◆ **EXTRACTED DATA**
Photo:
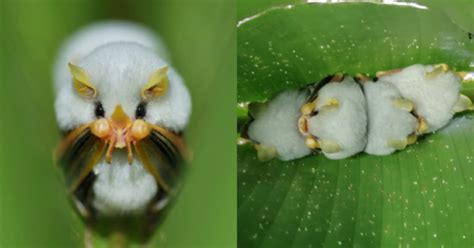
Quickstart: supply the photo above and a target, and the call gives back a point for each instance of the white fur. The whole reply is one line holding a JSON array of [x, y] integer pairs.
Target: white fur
[[434, 98], [121, 188], [86, 39], [385, 121], [277, 126], [119, 70], [345, 125]]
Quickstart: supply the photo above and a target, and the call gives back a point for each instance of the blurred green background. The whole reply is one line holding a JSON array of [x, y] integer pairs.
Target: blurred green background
[[200, 35]]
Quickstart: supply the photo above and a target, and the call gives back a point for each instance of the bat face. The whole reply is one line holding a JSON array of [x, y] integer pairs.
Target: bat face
[[122, 99]]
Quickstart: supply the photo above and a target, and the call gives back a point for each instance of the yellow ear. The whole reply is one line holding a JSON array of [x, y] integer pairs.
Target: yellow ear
[[157, 84], [81, 82]]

◆ **WHAT YOU NEED TO DO**
Write out all of the lines again, each request included, but shift every coordinate in the answers up by 96. Keep the picture out of your answer.

◆ **COMPLETED EXERCISE**
Photo:
Quickstart: supply the photo above and a target, and the call gives back a point for each instance of the white fur. The whole reply is one line holding a JSON array of [x, y] integer pairs.
Target: white fur
[[530, 194], [217, 284], [182, 135], [481, 217], [373, 222], [215, 166], [441, 221]]
Quickstart: supply the photo above and a target, and the call gives back a point for each instance of the blurred green background. The whole reply is one line holding a JSON array of [x, y] integer pairs.
Target: blurred green background
[[296, 131]]
Quickstart: supply the photo above and a target, and the call gives back a point for each instance of the bat face. The whole reply is one line holding a JSON array of [x, y] integer pairs.
Target: bat face
[[218, 195]]
Quickstart: supply the photo above and a target, and the call gives back a point for each instance of the yellow ear. The whole reply is one line holding a JSON array of [x, y] integer pairs.
Target: yellow ear
[[253, 180], [177, 178]]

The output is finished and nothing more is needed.